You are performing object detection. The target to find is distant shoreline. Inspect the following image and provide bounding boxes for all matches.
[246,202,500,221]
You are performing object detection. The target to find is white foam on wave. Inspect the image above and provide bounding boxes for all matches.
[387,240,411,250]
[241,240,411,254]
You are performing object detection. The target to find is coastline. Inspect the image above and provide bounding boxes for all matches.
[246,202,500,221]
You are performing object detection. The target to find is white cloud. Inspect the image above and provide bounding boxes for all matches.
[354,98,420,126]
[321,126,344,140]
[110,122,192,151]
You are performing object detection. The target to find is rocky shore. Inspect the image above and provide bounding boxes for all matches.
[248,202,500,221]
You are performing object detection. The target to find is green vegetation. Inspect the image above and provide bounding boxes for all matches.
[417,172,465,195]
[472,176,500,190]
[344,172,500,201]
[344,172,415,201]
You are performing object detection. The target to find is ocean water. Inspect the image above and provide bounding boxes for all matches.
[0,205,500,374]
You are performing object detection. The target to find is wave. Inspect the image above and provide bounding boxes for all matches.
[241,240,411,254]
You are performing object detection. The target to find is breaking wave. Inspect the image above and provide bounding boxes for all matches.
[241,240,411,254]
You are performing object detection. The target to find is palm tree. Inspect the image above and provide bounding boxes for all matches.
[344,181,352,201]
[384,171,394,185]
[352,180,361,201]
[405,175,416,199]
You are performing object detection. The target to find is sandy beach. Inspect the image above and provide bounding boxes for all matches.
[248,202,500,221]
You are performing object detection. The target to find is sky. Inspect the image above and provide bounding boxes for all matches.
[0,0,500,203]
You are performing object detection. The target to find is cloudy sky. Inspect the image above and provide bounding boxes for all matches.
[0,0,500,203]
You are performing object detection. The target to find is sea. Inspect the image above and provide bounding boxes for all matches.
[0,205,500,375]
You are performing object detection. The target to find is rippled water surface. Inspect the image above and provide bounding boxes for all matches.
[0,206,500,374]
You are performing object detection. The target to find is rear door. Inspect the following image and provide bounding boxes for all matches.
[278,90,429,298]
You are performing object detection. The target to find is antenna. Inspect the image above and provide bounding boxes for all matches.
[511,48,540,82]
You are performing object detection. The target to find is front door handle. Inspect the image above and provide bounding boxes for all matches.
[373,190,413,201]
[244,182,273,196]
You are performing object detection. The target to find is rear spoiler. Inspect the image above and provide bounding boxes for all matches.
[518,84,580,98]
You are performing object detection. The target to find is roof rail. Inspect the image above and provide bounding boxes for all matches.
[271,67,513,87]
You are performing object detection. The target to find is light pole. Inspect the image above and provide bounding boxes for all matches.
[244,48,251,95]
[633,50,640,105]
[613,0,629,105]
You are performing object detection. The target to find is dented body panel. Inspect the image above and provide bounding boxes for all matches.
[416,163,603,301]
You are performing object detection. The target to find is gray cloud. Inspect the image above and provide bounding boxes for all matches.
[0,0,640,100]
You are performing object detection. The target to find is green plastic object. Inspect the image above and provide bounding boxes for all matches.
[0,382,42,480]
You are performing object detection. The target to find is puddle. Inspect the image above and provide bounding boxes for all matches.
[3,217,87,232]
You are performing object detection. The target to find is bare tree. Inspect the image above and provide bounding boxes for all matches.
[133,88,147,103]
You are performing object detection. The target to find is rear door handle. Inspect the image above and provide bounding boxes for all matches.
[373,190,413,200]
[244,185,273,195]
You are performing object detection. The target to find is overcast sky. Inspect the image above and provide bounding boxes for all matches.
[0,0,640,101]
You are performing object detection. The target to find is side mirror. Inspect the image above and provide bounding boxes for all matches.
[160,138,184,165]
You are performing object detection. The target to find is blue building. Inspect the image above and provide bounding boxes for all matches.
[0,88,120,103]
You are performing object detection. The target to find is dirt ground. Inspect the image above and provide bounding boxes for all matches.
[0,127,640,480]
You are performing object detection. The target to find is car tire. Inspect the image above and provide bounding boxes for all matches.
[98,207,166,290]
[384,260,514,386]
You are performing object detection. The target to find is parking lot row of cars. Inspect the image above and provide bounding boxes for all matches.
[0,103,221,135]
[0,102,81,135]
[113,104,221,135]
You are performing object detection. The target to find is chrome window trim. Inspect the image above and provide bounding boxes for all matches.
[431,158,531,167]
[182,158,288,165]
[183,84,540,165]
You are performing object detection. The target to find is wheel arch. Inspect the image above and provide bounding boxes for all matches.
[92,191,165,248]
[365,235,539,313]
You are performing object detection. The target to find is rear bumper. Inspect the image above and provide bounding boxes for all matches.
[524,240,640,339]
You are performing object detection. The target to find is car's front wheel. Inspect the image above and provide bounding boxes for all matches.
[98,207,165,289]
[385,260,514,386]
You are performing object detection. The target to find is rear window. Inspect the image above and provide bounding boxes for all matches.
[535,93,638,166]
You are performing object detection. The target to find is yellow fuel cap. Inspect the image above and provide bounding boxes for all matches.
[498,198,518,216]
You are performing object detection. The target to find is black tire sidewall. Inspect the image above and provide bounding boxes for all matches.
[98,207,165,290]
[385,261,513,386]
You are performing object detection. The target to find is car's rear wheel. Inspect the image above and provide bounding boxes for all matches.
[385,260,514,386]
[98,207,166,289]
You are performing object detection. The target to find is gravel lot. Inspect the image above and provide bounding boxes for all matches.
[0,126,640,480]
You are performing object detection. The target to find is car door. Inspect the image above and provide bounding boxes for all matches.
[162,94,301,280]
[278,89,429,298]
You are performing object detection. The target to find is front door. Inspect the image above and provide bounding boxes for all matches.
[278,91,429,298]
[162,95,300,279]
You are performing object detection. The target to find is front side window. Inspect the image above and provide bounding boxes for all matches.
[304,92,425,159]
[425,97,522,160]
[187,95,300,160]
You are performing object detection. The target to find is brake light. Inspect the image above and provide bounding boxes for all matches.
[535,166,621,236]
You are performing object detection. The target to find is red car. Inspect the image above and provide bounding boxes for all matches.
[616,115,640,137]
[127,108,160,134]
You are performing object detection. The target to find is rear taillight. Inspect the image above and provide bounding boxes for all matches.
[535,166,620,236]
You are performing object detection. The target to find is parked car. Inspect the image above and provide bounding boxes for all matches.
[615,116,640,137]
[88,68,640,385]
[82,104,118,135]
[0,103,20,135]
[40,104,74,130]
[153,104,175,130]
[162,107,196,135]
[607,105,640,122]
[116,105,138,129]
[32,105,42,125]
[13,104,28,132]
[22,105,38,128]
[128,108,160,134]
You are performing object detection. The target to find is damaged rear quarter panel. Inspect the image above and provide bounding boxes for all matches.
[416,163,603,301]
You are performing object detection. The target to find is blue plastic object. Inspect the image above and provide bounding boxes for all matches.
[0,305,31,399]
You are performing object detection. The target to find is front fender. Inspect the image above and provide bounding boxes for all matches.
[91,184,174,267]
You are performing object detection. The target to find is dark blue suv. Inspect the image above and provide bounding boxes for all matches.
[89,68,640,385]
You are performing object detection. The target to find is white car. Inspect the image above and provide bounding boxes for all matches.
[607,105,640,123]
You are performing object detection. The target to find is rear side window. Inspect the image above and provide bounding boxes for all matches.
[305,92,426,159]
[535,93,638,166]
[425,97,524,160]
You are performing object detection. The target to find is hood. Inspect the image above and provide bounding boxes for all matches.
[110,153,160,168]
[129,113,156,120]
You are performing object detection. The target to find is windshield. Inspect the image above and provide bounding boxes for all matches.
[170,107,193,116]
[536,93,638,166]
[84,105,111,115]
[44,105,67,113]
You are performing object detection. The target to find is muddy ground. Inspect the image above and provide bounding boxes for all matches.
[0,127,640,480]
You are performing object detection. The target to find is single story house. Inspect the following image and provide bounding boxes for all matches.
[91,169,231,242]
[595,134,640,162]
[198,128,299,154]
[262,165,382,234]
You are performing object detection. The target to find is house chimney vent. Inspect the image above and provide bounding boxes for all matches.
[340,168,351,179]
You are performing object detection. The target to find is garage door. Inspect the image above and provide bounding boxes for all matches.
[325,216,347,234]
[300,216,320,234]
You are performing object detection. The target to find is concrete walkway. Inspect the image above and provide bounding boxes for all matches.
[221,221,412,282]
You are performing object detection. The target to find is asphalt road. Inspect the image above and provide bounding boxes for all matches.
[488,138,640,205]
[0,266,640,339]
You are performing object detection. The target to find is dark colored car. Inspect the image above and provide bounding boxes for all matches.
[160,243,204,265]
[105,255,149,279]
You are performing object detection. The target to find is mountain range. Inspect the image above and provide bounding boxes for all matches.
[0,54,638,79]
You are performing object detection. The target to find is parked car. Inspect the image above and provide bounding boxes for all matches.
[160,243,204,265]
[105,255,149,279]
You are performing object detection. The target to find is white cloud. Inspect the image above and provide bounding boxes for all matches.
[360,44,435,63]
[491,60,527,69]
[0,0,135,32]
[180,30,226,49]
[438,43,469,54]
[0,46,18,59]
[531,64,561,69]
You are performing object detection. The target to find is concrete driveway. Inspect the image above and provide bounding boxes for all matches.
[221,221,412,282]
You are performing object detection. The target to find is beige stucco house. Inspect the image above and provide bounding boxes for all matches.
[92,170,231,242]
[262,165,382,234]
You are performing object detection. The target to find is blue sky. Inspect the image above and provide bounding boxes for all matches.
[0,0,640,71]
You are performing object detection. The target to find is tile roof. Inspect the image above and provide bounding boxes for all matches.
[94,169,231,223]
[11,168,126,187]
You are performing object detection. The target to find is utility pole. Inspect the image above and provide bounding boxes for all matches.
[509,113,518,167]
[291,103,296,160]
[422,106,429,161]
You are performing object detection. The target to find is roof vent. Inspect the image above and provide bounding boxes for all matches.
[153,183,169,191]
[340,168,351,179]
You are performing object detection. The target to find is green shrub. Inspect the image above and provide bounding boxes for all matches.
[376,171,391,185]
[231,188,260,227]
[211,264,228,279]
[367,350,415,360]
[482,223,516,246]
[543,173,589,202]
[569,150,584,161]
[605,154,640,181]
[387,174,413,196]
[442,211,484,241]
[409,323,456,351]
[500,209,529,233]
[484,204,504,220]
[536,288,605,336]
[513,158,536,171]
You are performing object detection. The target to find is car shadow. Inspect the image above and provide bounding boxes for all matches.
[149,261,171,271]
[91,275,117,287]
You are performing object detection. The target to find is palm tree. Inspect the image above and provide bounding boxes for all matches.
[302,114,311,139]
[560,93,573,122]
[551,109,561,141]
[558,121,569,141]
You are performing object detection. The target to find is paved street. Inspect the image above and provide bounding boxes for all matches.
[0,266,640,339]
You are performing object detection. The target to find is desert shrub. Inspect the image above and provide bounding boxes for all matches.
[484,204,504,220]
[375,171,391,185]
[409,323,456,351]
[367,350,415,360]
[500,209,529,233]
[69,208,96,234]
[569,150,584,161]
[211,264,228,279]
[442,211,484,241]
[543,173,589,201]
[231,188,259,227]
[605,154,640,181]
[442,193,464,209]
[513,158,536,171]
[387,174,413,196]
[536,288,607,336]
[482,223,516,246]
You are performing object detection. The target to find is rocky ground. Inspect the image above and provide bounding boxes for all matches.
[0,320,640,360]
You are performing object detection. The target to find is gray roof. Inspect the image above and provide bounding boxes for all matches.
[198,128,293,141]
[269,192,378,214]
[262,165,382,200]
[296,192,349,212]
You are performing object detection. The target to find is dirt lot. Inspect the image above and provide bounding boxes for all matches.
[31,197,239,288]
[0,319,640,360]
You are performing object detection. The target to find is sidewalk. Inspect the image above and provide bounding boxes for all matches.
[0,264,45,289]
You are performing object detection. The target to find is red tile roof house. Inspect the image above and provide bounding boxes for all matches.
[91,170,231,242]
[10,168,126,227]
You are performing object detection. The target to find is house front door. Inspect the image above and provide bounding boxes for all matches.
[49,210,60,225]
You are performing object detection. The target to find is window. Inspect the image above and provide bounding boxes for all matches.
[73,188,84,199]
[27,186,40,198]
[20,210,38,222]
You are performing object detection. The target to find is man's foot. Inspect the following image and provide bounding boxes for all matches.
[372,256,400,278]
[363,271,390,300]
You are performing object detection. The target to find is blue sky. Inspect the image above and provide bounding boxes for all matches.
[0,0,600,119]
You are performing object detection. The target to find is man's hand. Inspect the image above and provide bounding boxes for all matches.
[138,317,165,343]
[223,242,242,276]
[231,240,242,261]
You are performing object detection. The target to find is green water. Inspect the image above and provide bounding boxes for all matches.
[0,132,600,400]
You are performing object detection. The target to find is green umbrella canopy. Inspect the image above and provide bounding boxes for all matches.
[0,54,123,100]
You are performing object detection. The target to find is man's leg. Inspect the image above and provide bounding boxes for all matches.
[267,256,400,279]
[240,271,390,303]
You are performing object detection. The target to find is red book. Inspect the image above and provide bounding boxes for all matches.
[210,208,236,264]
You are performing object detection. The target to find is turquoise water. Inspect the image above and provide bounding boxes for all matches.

Exercise.
Could you pull out, word for word, the lines of the entries that start with the line containing "is gray cloud." and run through the line containing "[0,0,640,100]", including both of those lines and nothing else?

The answer.
You are performing object detection. The target to find is gray cloud. Inspect the image above and provide bounding boxes for all matches.
[0,0,640,100]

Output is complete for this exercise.